本文 ::

影響調査は青森県保険医協会が2月21〜28日に、県内の200床未満の公的病院18施設を対象として実施。12施設の回答を集計した。分析した医療政策部長の大竹進氏は、「5分ルールの導入で医療崩壊がかえって加速する」としている。
調査方法は、現在算定している月額の外来管理加算を算出。5分ルールの導入後も、引き続き外来管理加算を算定できる割合を予想してもらう形で、影響度を試算した。カルテの記載形式についてはSOAP形式(Subject:自覚的症状、Object:他覚的所見、Assessment:評価、Plan:計画)で入力という条件を設定。病院の名称は公表していない。
それによると改定後の予想額まで回答した10病院では、すべて減収という結果になった。減収額が最多のA病院では月間約2080万円のマイナス。病院の外来管理料(52点、老人47点)は4月以降52点で一本化され、老人分が増収要因にはなるものの、A病院では外来管理加算収入が現行約4320万円から約2250万にほぼ半減する見通しだ。

提供記録 ::
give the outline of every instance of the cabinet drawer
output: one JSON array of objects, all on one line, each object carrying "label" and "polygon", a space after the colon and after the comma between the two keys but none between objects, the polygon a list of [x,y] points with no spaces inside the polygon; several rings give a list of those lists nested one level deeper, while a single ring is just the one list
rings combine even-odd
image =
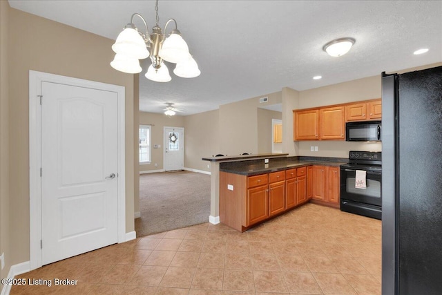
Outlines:
[{"label": "cabinet drawer", "polygon": [[269,173],[269,182],[276,182],[285,180],[285,171],[272,172]]},{"label": "cabinet drawer", "polygon": [[285,171],[285,179],[290,179],[296,177],[296,169],[288,169]]},{"label": "cabinet drawer", "polygon": [[267,174],[261,174],[256,176],[250,176],[247,178],[247,187],[253,187],[258,185],[267,184],[269,181]]},{"label": "cabinet drawer", "polygon": [[307,167],[298,168],[296,171],[297,176],[304,176],[307,175]]}]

課題の指示 :: 本文の「影響調査は青森県保険医協会が」から「0万にほぼ半減する見通しだ。」に至るまでをすべて、一字一句たがえずに書き写してください。

解答例 ::
影響調査は青森県保険医協会が2月21〜28日に、県内の200床未満の公的病院18施設を対象として実施。12施設の回答を集計した。分析した医療政策部長の大竹進氏は、「5分ルールの導入で医療崩壊がかえって加速する」としている。
調査方法は、現在算定している月額の外来管理加算を算出。5分ルールの導入後も、引き続き外来管理加算を算定できる割合を予想してもらう形で、影響度を試算した。カルテの記載形式についてはSOAP形式(Subject:自覚的症状、Object:他覚的所見、Assessment:評価、Plan:計画)で入力という条件を設定。病院の名称は公表していない。
それによると改定後の予想額まで回答した10病院では、すべて減収という結果になった。減収額が最多のA病院では月間約2080万円のマイナス。病院の外来管理料(52点、老人47点)は4月以降52点で一本化され、老人分が増収要因にはなるものの、A病院では外来管理加算収入が現行約4320万円から約2250万にほぼ半減する見通しだ。